* _Description of the task_
Render every line of the entries as a JSON list of strings, one string per line, skipping blank lines.

Entries in a dataset:
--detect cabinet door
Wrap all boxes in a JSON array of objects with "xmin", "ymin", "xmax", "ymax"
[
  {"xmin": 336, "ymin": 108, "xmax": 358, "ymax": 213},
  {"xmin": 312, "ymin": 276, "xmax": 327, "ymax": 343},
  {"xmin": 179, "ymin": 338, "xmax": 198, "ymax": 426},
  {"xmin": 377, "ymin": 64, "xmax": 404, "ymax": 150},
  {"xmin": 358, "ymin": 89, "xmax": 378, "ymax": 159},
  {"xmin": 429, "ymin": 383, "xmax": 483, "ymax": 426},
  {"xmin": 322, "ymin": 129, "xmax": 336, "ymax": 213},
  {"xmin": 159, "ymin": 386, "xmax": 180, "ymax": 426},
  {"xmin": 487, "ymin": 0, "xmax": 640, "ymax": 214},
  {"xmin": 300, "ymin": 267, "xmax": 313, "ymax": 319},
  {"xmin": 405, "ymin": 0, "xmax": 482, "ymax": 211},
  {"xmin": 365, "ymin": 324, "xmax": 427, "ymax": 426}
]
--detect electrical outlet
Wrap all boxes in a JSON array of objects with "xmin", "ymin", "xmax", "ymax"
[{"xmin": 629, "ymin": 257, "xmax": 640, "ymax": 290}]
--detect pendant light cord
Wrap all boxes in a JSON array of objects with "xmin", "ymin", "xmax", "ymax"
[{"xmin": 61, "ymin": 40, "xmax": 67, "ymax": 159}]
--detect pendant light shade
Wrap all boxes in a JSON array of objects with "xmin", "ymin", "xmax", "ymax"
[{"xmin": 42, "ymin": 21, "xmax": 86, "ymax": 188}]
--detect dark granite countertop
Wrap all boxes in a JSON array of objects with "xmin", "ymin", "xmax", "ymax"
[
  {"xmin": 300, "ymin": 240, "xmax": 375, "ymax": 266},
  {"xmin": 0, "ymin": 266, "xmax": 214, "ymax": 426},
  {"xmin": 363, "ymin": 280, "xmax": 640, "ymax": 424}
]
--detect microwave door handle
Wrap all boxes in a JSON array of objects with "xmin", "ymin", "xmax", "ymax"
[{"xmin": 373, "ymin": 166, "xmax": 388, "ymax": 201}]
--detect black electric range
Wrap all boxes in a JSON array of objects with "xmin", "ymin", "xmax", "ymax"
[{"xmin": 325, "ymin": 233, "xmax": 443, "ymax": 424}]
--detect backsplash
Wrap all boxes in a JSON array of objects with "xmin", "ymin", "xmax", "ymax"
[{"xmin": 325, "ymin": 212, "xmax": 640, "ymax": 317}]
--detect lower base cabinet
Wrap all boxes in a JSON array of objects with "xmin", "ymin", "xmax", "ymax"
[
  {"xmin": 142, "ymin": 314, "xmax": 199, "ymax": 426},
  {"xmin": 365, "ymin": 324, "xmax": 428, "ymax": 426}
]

* _Solution_
[
  "--detect cabinet door",
  "Wrap all boxes in a JSON array of objects with \"xmin\", \"ymin\", \"xmax\", \"ymax\"",
  "[",
  "  {\"xmin\": 336, \"ymin\": 108, \"xmax\": 358, \"ymax\": 213},",
  "  {\"xmin\": 312, \"ymin\": 276, \"xmax\": 327, \"ymax\": 343},",
  "  {\"xmin\": 179, \"ymin\": 338, \"xmax\": 198, \"ymax\": 426},",
  "  {\"xmin\": 377, \"ymin\": 64, \"xmax\": 404, \"ymax\": 150},",
  "  {\"xmin\": 358, \"ymin\": 89, \"xmax\": 378, \"ymax\": 159},",
  "  {\"xmin\": 429, \"ymin\": 383, \"xmax\": 483, \"ymax\": 426},",
  "  {\"xmin\": 322, \"ymin\": 129, \"xmax\": 336, \"ymax\": 213},",
  "  {\"xmin\": 159, \"ymin\": 386, \"xmax\": 180, \"ymax\": 426},",
  "  {\"xmin\": 487, \"ymin\": 0, \"xmax\": 640, \"ymax\": 214},",
  "  {\"xmin\": 300, \"ymin\": 267, \"xmax\": 313, \"ymax\": 319},",
  "  {\"xmin\": 405, \"ymin\": 0, \"xmax\": 482, \"ymax\": 211},",
  "  {\"xmin\": 365, \"ymin\": 324, \"xmax\": 427, \"ymax\": 426}",
  "]",
  "--detect electrical outlet",
  "Wrap all boxes in a JSON array of objects with \"xmin\", \"ymin\", \"xmax\", \"ymax\"",
  "[{\"xmin\": 629, \"ymin\": 257, \"xmax\": 640, \"ymax\": 290}]",
  "--detect pendant light cord",
  "Wrap all boxes in a JSON array of objects with \"xmin\", \"ymin\", \"xmax\", \"ymax\"",
  "[{\"xmin\": 61, \"ymin\": 40, \"xmax\": 67, \"ymax\": 159}]",
  "--detect pendant light shade",
  "Wrap all boxes in a JSON array of objects with \"xmin\", \"ymin\", \"xmax\", \"ymax\"",
  "[{\"xmin\": 42, \"ymin\": 21, \"xmax\": 86, \"ymax\": 188}]",
  "--detect dark granite countertop",
  "Wrap all boxes in a JSON array of objects with \"xmin\", \"ymin\", \"xmax\", \"ymax\"",
  "[",
  "  {\"xmin\": 300, \"ymin\": 240, \"xmax\": 375, \"ymax\": 266},",
  "  {\"xmin\": 0, \"ymin\": 266, \"xmax\": 214, \"ymax\": 426},",
  "  {\"xmin\": 363, \"ymin\": 280, \"xmax\": 640, \"ymax\": 424}",
  "]",
  "--detect microwave door handle",
  "Wrap all boxes in a JSON array of objects with \"xmin\", \"ymin\", \"xmax\", \"ymax\"",
  "[{\"xmin\": 373, \"ymin\": 166, \"xmax\": 388, \"ymax\": 201}]",
  "--detect black electric range",
  "Wrap all boxes in a JSON array of objects with \"xmin\", \"ymin\", \"xmax\", \"ymax\"",
  "[{\"xmin\": 325, \"ymin\": 233, \"xmax\": 443, \"ymax\": 424}]",
  "--detect backsplash",
  "Wrap all boxes in a JSON array of objects with \"xmin\", \"ymin\", \"xmax\", \"ymax\"",
  "[{\"xmin\": 325, \"ymin\": 212, \"xmax\": 640, \"ymax\": 317}]",
  "--detect lower base cabinet",
  "Wrap all boxes in a JSON array of objects with \"xmin\", \"ymin\", \"xmax\", \"ymax\"",
  "[",
  "  {\"xmin\": 142, \"ymin\": 314, \"xmax\": 199, \"ymax\": 426},",
  "  {\"xmin\": 365, \"ymin\": 324, \"xmax\": 428, \"ymax\": 426}",
  "]"
]